Do this:
Please repeat the listing below with every "ring rule" switched to "fill rule" and nothing else changed, leaving the pictures out.

Data to use:
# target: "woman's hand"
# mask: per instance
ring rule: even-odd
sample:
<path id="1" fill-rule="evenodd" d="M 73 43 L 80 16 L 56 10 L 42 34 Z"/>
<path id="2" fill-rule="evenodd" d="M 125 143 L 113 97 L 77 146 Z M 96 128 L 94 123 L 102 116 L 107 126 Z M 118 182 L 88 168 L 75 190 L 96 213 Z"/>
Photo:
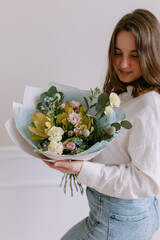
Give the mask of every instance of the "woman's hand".
<path id="1" fill-rule="evenodd" d="M 83 161 L 48 162 L 43 160 L 43 162 L 46 163 L 50 168 L 69 174 L 79 174 L 83 165 Z"/>

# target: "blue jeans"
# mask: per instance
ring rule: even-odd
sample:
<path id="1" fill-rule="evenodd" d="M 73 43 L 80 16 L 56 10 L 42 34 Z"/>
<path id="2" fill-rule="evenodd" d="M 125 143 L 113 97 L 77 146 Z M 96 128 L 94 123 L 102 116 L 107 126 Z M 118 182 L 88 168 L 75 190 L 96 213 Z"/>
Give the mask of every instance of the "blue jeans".
<path id="1" fill-rule="evenodd" d="M 151 240 L 159 227 L 158 198 L 120 199 L 87 188 L 89 217 L 61 240 Z M 81 206 L 78 206 L 78 208 Z"/>

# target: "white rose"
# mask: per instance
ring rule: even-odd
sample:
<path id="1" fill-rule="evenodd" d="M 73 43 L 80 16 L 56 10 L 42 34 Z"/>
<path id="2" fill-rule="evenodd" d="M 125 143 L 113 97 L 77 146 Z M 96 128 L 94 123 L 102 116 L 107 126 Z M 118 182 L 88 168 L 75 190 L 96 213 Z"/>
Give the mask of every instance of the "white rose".
<path id="1" fill-rule="evenodd" d="M 57 143 L 53 140 L 48 145 L 48 150 L 61 155 L 63 153 L 63 144 L 62 142 Z"/>
<path id="2" fill-rule="evenodd" d="M 90 131 L 88 129 L 84 129 L 82 131 L 82 134 L 83 134 L 84 137 L 88 137 L 90 135 Z"/>
<path id="3" fill-rule="evenodd" d="M 120 106 L 120 99 L 116 93 L 111 93 L 109 96 L 111 106 L 119 107 Z"/>
<path id="4" fill-rule="evenodd" d="M 112 112 L 113 112 L 113 108 L 112 108 L 112 107 L 110 107 L 110 106 L 105 107 L 104 113 L 105 113 L 107 116 L 110 115 L 110 114 L 112 114 Z"/>
<path id="5" fill-rule="evenodd" d="M 61 141 L 62 140 L 62 135 L 64 133 L 63 129 L 60 127 L 55 127 L 53 126 L 51 129 L 46 129 L 46 134 L 50 137 L 49 140 L 52 141 Z"/>

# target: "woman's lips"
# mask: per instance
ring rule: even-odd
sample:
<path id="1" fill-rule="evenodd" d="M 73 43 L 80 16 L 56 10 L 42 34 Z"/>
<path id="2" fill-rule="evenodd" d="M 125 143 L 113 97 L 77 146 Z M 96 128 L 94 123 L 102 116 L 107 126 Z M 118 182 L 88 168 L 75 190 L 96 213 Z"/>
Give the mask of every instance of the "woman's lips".
<path id="1" fill-rule="evenodd" d="M 123 76 L 128 76 L 130 73 L 132 73 L 132 71 L 124 71 L 124 70 L 119 69 L 119 73 Z"/>

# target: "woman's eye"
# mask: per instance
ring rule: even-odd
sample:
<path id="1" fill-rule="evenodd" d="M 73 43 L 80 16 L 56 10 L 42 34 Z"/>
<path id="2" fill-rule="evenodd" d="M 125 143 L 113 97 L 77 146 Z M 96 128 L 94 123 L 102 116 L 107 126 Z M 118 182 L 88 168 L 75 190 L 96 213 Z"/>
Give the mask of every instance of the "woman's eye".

Answer in full:
# target: "woman's hand"
# mask: per instance
fill rule: even-odd
sample:
<path id="1" fill-rule="evenodd" d="M 73 43 L 80 16 L 56 10 L 42 34 Z"/>
<path id="2" fill-rule="evenodd" d="M 125 143 L 113 97 L 77 146 Z M 96 128 L 94 123 L 102 116 L 107 126 Z M 118 182 L 88 168 L 75 190 L 96 213 Z"/>
Photo:
Give the mask of every instance of the "woman's hand".
<path id="1" fill-rule="evenodd" d="M 83 161 L 48 162 L 43 160 L 43 162 L 46 163 L 50 168 L 69 174 L 79 174 L 83 165 Z"/>

# target: "blue jeans"
# mask: per instance
fill rule: even-odd
sample:
<path id="1" fill-rule="evenodd" d="M 73 43 L 80 16 L 56 10 L 42 34 Z"/>
<path id="2" fill-rule="evenodd" d="M 125 143 L 113 97 L 77 146 Z M 96 128 L 94 123 L 102 116 L 107 126 Z M 118 182 L 88 168 L 75 190 L 96 213 Z"/>
Give the mask of every instance of the "blue jeans".
<path id="1" fill-rule="evenodd" d="M 151 240 L 159 227 L 158 198 L 120 199 L 87 188 L 89 217 L 61 240 Z M 81 206 L 78 206 L 78 208 Z"/>

# target: "white rose"
# mask: per instance
fill rule: even-odd
sample:
<path id="1" fill-rule="evenodd" d="M 73 43 L 80 16 L 56 10 L 42 34 Z"/>
<path id="2" fill-rule="evenodd" d="M 125 143 L 113 97 L 77 146 Z M 96 128 L 94 123 L 102 116 L 107 126 Z M 118 182 L 88 168 L 75 190 L 96 213 Z"/>
Give the mask of every instance of the "white rose".
<path id="1" fill-rule="evenodd" d="M 57 143 L 53 140 L 48 145 L 48 150 L 61 155 L 63 153 L 63 144 L 62 142 Z"/>
<path id="2" fill-rule="evenodd" d="M 90 131 L 88 129 L 84 129 L 82 131 L 82 134 L 83 134 L 84 137 L 88 137 L 90 135 Z"/>
<path id="3" fill-rule="evenodd" d="M 120 106 L 120 99 L 116 93 L 111 93 L 109 96 L 111 106 L 119 107 Z"/>
<path id="4" fill-rule="evenodd" d="M 112 112 L 113 112 L 113 108 L 112 108 L 112 107 L 110 107 L 110 106 L 105 107 L 104 113 L 105 113 L 107 116 L 110 115 L 110 114 L 112 114 Z"/>
<path id="5" fill-rule="evenodd" d="M 61 141 L 62 140 L 62 135 L 64 133 L 63 129 L 60 127 L 55 127 L 53 126 L 51 129 L 46 129 L 46 134 L 50 137 L 49 140 L 52 141 Z"/>

# target: "woman's lips"
# mask: per instance
fill rule: even-odd
sample:
<path id="1" fill-rule="evenodd" d="M 73 43 L 80 16 L 56 10 L 42 34 Z"/>
<path id="2" fill-rule="evenodd" d="M 125 143 L 113 97 L 77 146 Z M 96 128 L 94 123 L 102 116 L 107 126 Z M 118 182 L 88 168 L 75 190 L 96 213 Z"/>
Give the mask of every instance of the "woman's lips".
<path id="1" fill-rule="evenodd" d="M 123 76 L 128 76 L 130 73 L 132 73 L 132 71 L 124 71 L 124 70 L 119 69 L 119 73 Z"/>

# target: "woman's eye"
# mask: per instance
fill rule: even-odd
sample:
<path id="1" fill-rule="evenodd" d="M 73 43 L 80 16 L 56 10 L 42 34 Z"/>
<path id="2" fill-rule="evenodd" d="M 125 143 L 113 97 L 77 146 Z M 96 128 L 94 123 L 102 116 L 107 126 Z M 118 182 L 88 168 L 75 190 L 96 213 Z"/>
Give the mask of every instance of the "woman's eye".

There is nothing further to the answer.